(What this task involves) Please reproduce every line of the records below, requests included, but shift each point coordinate in the answers by adding 132 to it. Leave the pictures out of your answer.
===== Extracted records =====
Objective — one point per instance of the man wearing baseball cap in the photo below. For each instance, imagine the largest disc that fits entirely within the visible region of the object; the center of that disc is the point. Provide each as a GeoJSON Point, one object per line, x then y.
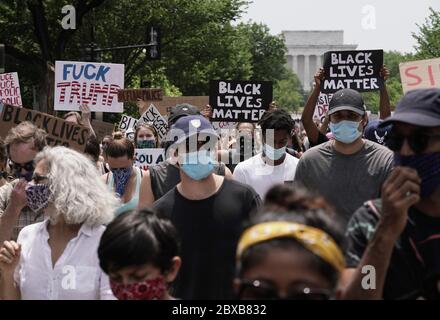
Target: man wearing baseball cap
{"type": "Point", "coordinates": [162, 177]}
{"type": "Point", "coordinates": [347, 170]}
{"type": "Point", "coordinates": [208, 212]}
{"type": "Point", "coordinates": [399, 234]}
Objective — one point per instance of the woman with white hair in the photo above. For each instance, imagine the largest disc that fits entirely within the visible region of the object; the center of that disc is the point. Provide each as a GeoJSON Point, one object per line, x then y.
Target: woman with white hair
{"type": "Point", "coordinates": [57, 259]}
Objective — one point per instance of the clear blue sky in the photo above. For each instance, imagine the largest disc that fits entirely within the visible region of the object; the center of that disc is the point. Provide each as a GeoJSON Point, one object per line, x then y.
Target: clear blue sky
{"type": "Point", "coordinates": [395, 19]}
=====
(The output)
Objective — one point per instance of the man wearing baseball cap in the photo below. For each instance, imagine the largest disc that fits entirely within the visible region of the object; the center of that disc is the point. Provide each as a GeoJSON Point, one object per line, x then y.
Target: man wearing baseball cap
{"type": "Point", "coordinates": [294, 309]}
{"type": "Point", "coordinates": [479, 302]}
{"type": "Point", "coordinates": [340, 344]}
{"type": "Point", "coordinates": [531, 366]}
Objective — one point per instance of the woman with white hair in the photo above. For each instance, imagine the largest disc that fits entirely within the visible region of the object; the center of that disc is the point. Provide each as a GeoJSON Point, one object per line, x then y.
Target: woman with white hair
{"type": "Point", "coordinates": [189, 391]}
Objective — one point per instance of the clear blue sky in the photo above. For each instance, imagine the largest disc that fits entirely within the visible region of the object; the center of that disc is the point. Provide each as a GeoJSON Point, one object per line, x then y.
Target: clear blue sky
{"type": "Point", "coordinates": [527, 151]}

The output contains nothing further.